• **Lista de tarefas**
**a)** Segundo o excerto do acórdão, que tribunal confirmou a sentença ao julgar as apelações?
**b)** Dê seguimento ao excerto do acórdão, começando logo após a sua última frase.

• **Excerto do documento**
* * * *

Custas pelos Réus, solidariamente, e pelo 1º Autor, na proporção dos respetivos decaimentos – art. 446º do CPC.”



5 . Apelaram:

O autor AA e

O réu FF (o recurso do réu EE foi julgado deserto por não apresentação de alegações).



Mas ambos sem êxito, porquanto o Tribunal da Relação de Évora confirmou a sentença.



6 . Pede revista o réu FF.

Que, atenta a dada da instauração da ação, foi admitida, não obstante a dupla conforme.



Conclui ele as alegações do seguinte modo:


a) O Recorrente vem interpor recurso da decisão que julga improcedente a sua apelação e confirma a sentença do Tribunal Judicial de Lagos e vem interpô-lo por entender que a decisão proferida é, no que a si diz respeito, injusta e violadora do direito aplicável aos factos, como a seguir se exporá.

b) O caso dos autos prende-se com a eventual responsabilidade do ora Recorrente pelo pagamento de indemnização consequência do falecimento da senhora Da GG, pintora, que, em determinado ano passou férias na zona de Lagos, em casa propriedade do ora Recorrente e que este arrendou - a um grupo de pessoas de onde se contava a vítima. A casa em questão tinha perto uma praia fluvial, pública, à qual podia aceder quem entendesse e, nessa praia, estava existia uma embarcação a que vulgarmente se chama "gaivota", que consiste num barco com dois flutuadores e em que o avanço se faz através da operação de pedais.

c) Em passeio que a vítima resolveu efectuar por sua conta e risco, a gaivota adornou e a vítima morreu afogada.

* * * *

• **Entradas fornecidas**
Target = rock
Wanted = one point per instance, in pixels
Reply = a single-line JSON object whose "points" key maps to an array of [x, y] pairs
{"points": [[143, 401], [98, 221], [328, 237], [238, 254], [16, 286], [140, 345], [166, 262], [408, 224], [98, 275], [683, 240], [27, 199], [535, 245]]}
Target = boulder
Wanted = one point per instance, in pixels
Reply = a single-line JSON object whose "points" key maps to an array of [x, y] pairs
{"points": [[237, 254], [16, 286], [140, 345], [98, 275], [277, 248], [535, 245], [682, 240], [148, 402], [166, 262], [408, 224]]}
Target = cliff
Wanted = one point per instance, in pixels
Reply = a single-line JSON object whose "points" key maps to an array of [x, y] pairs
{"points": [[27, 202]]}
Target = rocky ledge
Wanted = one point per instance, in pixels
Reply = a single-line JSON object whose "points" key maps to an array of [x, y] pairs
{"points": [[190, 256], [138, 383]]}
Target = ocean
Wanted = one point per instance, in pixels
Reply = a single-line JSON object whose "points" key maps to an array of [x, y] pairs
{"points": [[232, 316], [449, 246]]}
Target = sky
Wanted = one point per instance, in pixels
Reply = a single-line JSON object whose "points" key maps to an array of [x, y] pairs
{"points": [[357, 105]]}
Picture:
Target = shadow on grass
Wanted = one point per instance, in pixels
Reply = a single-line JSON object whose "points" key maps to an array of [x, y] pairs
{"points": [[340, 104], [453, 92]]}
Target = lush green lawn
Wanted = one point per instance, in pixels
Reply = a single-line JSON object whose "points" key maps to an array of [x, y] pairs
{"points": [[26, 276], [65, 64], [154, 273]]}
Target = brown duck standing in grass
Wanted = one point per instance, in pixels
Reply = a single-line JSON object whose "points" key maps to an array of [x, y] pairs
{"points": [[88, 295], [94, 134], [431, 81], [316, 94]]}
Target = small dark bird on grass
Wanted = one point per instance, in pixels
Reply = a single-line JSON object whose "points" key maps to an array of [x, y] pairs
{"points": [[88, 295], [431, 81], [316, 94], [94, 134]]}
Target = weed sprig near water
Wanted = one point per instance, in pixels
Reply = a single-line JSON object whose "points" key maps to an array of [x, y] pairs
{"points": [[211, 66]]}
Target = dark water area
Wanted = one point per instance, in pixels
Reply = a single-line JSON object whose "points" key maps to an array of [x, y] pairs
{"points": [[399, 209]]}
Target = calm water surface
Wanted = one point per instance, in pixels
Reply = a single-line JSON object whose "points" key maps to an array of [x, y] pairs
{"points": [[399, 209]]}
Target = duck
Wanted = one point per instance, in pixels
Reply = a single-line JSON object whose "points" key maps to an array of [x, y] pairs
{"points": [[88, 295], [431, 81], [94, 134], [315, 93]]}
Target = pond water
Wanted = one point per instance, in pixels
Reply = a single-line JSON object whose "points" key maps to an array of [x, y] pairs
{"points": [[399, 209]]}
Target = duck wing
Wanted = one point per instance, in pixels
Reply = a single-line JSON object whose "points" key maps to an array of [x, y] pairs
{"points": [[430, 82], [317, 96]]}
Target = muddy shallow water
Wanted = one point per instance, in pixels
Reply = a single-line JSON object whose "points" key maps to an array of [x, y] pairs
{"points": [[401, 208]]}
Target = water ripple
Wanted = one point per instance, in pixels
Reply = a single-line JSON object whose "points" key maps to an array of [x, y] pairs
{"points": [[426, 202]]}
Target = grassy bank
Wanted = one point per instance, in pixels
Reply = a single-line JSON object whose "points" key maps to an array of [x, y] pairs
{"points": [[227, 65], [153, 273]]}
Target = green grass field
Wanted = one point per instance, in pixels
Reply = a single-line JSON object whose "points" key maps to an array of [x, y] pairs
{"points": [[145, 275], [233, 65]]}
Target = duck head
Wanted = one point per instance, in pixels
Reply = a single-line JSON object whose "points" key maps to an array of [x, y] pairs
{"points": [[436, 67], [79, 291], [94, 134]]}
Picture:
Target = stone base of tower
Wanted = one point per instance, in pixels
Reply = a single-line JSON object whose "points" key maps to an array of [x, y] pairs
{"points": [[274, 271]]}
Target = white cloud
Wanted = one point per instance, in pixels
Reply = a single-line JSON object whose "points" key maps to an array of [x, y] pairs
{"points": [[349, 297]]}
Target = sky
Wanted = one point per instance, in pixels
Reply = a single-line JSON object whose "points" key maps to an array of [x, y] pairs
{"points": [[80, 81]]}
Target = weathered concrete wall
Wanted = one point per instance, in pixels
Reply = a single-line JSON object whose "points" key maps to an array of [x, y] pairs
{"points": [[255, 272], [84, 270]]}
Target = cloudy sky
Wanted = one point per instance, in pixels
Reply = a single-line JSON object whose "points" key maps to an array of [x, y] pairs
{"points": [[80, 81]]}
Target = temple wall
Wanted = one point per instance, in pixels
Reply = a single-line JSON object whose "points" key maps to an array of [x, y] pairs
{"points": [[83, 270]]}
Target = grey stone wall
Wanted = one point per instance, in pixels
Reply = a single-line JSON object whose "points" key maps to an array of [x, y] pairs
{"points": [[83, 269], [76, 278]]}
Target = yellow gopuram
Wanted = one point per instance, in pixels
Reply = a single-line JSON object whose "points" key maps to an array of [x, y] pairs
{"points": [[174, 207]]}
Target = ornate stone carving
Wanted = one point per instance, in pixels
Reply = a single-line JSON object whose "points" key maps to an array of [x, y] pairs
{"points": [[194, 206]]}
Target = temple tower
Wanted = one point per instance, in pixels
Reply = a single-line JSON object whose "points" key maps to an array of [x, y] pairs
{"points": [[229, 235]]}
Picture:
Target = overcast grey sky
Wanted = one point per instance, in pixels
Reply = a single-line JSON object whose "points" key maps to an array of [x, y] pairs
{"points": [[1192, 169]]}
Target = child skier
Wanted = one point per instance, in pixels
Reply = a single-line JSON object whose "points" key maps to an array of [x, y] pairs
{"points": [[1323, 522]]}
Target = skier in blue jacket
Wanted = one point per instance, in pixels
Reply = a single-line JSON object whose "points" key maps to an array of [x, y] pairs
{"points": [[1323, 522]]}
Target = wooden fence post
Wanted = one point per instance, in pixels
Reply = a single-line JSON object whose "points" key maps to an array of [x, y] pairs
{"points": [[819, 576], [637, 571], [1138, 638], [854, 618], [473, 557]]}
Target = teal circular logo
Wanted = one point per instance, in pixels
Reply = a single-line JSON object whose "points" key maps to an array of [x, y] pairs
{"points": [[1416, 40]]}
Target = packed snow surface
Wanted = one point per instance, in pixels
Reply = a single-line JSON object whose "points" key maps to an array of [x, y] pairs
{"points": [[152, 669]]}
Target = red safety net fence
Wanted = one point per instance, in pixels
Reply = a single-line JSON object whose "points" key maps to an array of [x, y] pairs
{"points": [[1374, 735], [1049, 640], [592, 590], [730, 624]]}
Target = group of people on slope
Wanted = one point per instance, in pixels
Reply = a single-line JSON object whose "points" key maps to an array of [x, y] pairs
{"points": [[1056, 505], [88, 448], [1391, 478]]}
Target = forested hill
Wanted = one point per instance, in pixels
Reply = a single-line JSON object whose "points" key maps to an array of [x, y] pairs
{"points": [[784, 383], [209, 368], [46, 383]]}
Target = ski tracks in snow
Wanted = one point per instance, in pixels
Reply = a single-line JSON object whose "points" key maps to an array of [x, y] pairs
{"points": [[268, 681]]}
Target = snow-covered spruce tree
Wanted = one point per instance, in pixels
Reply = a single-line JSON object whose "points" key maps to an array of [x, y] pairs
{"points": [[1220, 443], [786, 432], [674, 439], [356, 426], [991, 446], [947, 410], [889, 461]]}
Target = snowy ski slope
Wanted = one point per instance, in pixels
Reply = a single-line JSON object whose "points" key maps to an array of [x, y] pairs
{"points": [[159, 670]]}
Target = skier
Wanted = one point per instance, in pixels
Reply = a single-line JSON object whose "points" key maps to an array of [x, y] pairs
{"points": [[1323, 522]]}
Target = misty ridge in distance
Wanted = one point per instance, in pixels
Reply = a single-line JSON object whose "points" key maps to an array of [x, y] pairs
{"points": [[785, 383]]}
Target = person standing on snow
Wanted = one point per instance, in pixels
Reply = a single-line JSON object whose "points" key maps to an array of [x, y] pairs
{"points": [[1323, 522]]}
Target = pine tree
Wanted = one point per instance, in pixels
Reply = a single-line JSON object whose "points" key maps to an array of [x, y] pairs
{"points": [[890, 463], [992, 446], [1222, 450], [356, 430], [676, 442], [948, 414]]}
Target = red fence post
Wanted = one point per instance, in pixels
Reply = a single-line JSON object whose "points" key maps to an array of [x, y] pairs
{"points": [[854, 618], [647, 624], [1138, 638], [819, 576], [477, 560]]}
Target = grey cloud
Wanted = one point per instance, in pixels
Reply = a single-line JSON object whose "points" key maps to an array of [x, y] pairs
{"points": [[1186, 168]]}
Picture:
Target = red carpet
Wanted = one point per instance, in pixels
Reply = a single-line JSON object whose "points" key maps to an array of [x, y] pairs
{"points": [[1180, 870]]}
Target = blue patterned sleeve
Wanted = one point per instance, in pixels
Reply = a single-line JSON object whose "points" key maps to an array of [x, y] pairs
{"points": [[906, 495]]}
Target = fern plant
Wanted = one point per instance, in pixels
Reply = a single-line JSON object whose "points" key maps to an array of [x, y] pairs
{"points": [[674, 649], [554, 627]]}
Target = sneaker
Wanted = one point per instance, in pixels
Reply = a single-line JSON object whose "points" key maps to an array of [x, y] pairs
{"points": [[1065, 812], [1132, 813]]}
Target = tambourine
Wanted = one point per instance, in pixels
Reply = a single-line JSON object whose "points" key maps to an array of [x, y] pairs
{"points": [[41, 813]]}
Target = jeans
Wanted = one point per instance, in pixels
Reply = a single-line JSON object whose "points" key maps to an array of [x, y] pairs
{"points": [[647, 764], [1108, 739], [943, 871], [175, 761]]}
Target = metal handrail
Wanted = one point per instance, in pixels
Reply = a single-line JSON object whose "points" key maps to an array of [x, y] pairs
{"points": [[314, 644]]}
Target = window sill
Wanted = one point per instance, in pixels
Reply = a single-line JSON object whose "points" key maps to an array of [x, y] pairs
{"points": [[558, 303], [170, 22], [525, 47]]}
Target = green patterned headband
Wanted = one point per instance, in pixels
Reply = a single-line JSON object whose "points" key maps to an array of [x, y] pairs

* * * *

• **Respostas por tarefa**
**a)** O Tribunal da Relação de Évora.

**b)**
d) Em vista de tal trágico evento os filhos da mesma vieram demandar o ora Recorrente e o seu co réu na presente acção, com o desiderato de lhes ser paga indemnização pelos danos sofridos com a morte da mãe, tendo o Recorrente acabado por ser condenado solidariamente com o seu co-réu na presente acção por "omissão do dever de vigilância e, ---"pelo menos, enquanto detentor da mesma, por ter permitido o uso dela aos hóspedes,"

e) Tal condenação é efectuada na sequência de uma interpretação extensíssima do disposto no artigo 493.º, n.º 1 do Código Civil, interpretação essa tão extensa que aplica o dispositivo legal em questão a situação que, claramente, não cai debaixo da sua previsão, sendo que por isso, a decisão que ora se impugna é claramente violadora do artigo 493°, n.º 1 do código Civil, como a seguir se demonstrará.

f) Verificou o Recorrente que o recurso do seu co-réu EE, veio a ser julgado deserto, após apresentar as suas alegações de apelação.

g) O 1° R., ora Recorrido, ao não apresentar a sua alegação, aceitou, claramente, a responsabilidade pelos factos que foram apurados no presente processo.

h) Ao determinar que o Recorrente é responsável pelo acidente por omissão, solidariamente com o seu co-réu acima mencionado, a douta sentença está a violar o artigo 493.º n.º 1 Código Civil e deve ser revogada, absolvendo-se o Recorrente, com as legais consequências, o que se requer.

i) O douto acórdão do Tribunal da Relação de Évora julgou os co-réus solidariamente responsáveis pelo funesto acidente e condenados a pagar o mesmo montante indemnizatório, quando temos um R., ora Recorrido, que se conformou com a sentença de lª instância e outro R., o ora Recorrente, inconformado, a apresentar o segundo recurso da decisão.

j) O princípio constitucional da igualdade tem de ser interpretado no sentido que os cidadãos são iguais perante a lei, porém tem de ser tratado como igual o que é igual, e nessa sequência, o que não é igual tem de ter tratado de forma desigual, não se tratando de uma igualdade absoluta, meramente formal.

k) Ao tratar de forma igual aquilo que é diferente, o douto acórdão viola igualmente o artigo 13° n.º 1 da Constituição da República Portuguesa, estando ferido de inconstitucionalidade, e deve ser revogado, absolvendo-se o Recorrente, com as legais consequências, o que se requer.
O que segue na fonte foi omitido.